◆ **Exercise prompt**:
Select from the data all lines with the word "below".

(Records for this task Opens)

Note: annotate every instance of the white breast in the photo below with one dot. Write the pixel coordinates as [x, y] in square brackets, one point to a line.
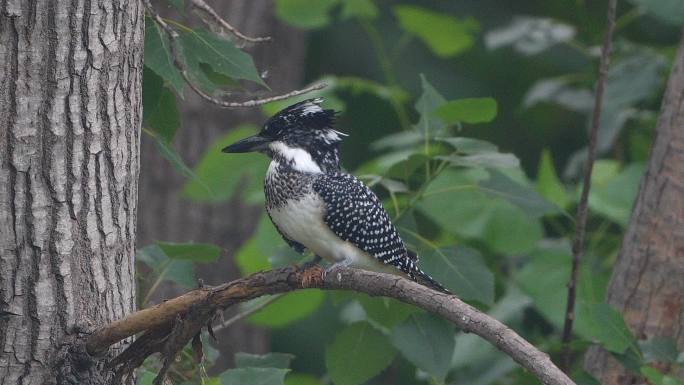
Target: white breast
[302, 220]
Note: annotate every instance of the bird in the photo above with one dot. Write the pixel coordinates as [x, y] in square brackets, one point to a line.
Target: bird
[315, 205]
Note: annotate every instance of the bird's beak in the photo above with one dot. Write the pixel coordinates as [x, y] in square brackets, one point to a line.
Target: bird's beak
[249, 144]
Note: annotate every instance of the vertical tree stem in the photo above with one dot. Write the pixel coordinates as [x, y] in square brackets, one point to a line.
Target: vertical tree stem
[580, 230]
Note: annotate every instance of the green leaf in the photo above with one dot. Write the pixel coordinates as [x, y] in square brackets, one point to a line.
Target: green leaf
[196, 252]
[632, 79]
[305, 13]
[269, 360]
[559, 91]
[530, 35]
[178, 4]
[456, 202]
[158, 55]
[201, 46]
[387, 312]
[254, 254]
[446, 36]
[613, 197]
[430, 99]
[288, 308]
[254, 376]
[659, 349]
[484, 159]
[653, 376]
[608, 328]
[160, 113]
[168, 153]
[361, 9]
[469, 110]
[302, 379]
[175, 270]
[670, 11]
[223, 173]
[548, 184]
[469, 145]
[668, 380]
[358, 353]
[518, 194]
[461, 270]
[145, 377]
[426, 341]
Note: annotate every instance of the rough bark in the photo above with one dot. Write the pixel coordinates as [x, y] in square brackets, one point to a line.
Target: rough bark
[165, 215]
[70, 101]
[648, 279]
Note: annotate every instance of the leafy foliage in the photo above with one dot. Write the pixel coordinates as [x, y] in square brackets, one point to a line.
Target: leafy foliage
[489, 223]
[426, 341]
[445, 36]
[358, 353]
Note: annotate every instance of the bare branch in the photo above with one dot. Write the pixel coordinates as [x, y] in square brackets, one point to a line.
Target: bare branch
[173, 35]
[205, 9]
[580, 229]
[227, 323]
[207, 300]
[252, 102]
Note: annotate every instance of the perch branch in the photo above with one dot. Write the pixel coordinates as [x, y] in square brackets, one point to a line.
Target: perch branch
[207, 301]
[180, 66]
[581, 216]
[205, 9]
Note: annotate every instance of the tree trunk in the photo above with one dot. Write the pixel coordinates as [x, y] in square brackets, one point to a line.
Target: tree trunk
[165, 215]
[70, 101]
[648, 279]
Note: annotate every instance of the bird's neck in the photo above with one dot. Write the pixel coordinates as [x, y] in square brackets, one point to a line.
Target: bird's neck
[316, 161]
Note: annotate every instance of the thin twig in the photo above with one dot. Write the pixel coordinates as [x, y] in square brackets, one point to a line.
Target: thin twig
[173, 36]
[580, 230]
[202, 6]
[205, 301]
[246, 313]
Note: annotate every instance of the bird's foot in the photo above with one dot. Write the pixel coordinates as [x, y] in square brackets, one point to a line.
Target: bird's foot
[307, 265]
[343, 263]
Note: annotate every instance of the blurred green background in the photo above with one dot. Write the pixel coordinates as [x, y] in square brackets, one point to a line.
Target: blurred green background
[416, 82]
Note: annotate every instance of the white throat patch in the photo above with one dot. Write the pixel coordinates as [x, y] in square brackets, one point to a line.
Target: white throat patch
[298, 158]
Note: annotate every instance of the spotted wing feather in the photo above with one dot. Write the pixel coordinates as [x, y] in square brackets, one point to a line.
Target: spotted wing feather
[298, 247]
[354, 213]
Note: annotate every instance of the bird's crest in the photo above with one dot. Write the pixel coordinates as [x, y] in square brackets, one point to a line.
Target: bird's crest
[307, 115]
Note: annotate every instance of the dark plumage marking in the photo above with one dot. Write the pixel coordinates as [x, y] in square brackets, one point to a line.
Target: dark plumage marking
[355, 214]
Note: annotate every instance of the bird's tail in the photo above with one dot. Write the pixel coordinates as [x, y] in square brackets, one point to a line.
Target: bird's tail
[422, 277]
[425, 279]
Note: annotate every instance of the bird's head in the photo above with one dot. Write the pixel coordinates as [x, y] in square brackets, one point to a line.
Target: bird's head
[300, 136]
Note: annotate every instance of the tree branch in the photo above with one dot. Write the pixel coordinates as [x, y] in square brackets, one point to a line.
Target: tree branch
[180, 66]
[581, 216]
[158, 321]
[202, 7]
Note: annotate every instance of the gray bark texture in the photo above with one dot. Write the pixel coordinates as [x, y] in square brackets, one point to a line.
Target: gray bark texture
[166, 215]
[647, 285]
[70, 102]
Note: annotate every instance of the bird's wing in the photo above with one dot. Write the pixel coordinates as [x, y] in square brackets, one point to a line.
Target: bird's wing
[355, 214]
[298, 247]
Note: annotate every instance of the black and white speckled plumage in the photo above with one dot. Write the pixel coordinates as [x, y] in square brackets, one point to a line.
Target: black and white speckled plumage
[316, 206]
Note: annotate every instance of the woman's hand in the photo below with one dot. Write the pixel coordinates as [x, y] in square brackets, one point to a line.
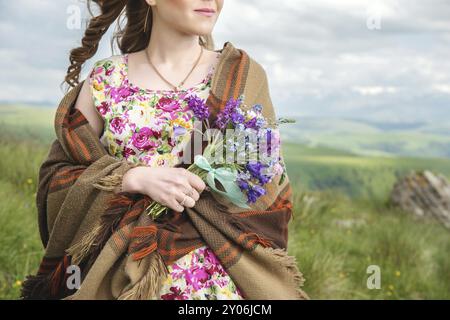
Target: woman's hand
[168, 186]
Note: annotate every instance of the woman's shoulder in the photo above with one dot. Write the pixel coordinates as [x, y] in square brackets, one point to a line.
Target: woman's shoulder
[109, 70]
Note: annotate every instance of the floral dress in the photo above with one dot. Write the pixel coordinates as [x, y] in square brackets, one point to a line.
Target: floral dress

(Records for this task Closes)

◆ **Answer area**:
Note: annotate every instance of the white breast in the photo below with one dot. Write the pixel coordinates as [x, y] in square brackets, one point to a line.
Note: annotate every instance of the woman's hand in the photo below with one dot. Write the pixel coordinates as [x, y] in square brackets, one point to a line.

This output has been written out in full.